Passage:
+++

MOBIDIC's design goal was the real time operation of its input/output system. A typical use for MOBIDIC would be to collate all the messages flowing through an input to different tape outputs based on a field in the data. The tapes could then be removed and the messages printed on an offline printer. For instance, a large supply depot might have numerous warehouses for different sorts of materials; MOBIDIC could route incoming requests by examining the part number and then sending that message to a particular tape. All of the output on that tape would then be printed and sent to the associated warehouse. MOBIDIC replaced many manual steps; it performed the collation lookup, sorting the data, and collecting all the printed messages for delivery.

MOBIDIC was a 36-bit binary machine, a common word size for early computers. The system used 36-bit data throughout, but stored it as 40-bit values to add additional sign and parity bits, and two spares. This allowed it to store the full range from -(1 - 2^{−36}) to +(1 - 2^{−36}). Machines were normally equipped with two parallel banks of core memory with 4096 words each, but was expandable to seven banks maximum. It could support up to 63 tape drives, punch tape input and output, as well as a Flexowriter. One connection could also be dedicated to sending data to another MOBIDIC system. The tape drives used one of the spare bits in the 40-bit word as a STOP indicator.

+++

Dataset excerpts:
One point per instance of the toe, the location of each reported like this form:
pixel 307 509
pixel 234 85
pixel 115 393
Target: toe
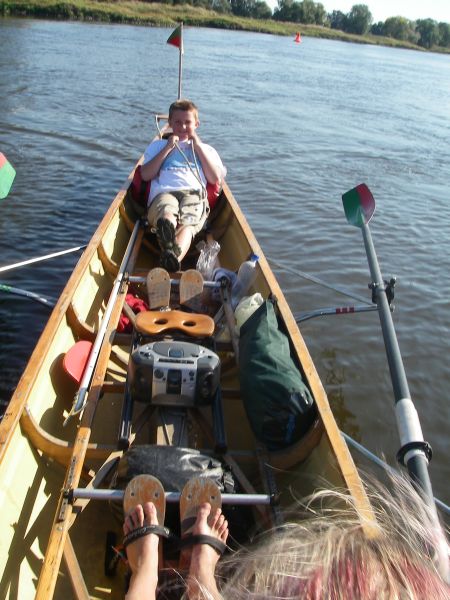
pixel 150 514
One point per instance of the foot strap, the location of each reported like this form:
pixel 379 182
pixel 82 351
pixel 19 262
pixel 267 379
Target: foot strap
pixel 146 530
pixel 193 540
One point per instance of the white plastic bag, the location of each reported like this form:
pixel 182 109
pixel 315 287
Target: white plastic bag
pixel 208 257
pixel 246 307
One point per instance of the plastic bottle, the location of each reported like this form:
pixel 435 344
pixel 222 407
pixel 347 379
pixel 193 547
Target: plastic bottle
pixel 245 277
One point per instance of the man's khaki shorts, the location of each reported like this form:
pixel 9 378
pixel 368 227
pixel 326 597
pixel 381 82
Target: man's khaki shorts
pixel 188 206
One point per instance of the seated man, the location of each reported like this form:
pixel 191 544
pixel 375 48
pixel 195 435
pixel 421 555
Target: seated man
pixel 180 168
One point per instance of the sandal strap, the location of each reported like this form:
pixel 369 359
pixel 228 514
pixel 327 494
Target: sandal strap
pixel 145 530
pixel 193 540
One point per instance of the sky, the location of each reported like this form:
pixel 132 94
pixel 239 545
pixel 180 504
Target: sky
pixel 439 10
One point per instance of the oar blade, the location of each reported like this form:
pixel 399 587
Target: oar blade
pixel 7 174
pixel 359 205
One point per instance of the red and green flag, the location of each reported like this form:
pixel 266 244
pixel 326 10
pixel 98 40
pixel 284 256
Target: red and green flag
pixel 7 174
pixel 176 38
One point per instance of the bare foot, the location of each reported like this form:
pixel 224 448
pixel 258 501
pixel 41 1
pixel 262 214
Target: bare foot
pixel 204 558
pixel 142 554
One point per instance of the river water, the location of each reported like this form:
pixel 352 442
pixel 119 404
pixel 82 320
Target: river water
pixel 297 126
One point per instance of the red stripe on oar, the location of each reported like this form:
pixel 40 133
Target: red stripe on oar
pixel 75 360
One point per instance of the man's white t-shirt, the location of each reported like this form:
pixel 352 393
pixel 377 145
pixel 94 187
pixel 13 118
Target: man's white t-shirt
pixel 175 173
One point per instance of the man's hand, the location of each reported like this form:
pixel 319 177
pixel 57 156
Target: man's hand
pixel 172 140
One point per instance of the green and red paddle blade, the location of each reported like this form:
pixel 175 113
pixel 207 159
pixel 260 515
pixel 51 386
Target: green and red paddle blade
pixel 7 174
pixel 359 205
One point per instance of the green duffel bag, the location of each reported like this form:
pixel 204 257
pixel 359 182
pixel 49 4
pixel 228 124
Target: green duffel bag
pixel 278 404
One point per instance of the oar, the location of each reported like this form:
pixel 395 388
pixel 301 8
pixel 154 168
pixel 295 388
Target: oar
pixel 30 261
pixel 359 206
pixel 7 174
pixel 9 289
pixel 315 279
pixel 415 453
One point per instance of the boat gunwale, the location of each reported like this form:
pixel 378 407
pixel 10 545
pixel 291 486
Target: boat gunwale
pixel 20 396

+++

What needs to be done:
Please write out, word for word, the stretch of the MOBIDIC passage from "MOBIDIC was a" through "a STOP indicator.".

Output:
MOBIDIC was a 36-bit binary machine, a common word size for early computers. The system used 36-bit data throughout, but stored it as 40-bit values to add additional sign and parity bits, and two spares. This allowed it to store the full range from -(1 - 2^{−36}) to +(1 - 2^{−36}). Machines were normally equipped with two parallel banks of core memory with 4096 words each, but was expandable to seven banks maximum. It could support up to 63 tape drives, punch tape input and output, as well as a Flexowriter. One connection could also be dedicated to sending data to another MOBIDIC system. The tape drives used one of the spare bits in the 40-bit word as a STOP indicator.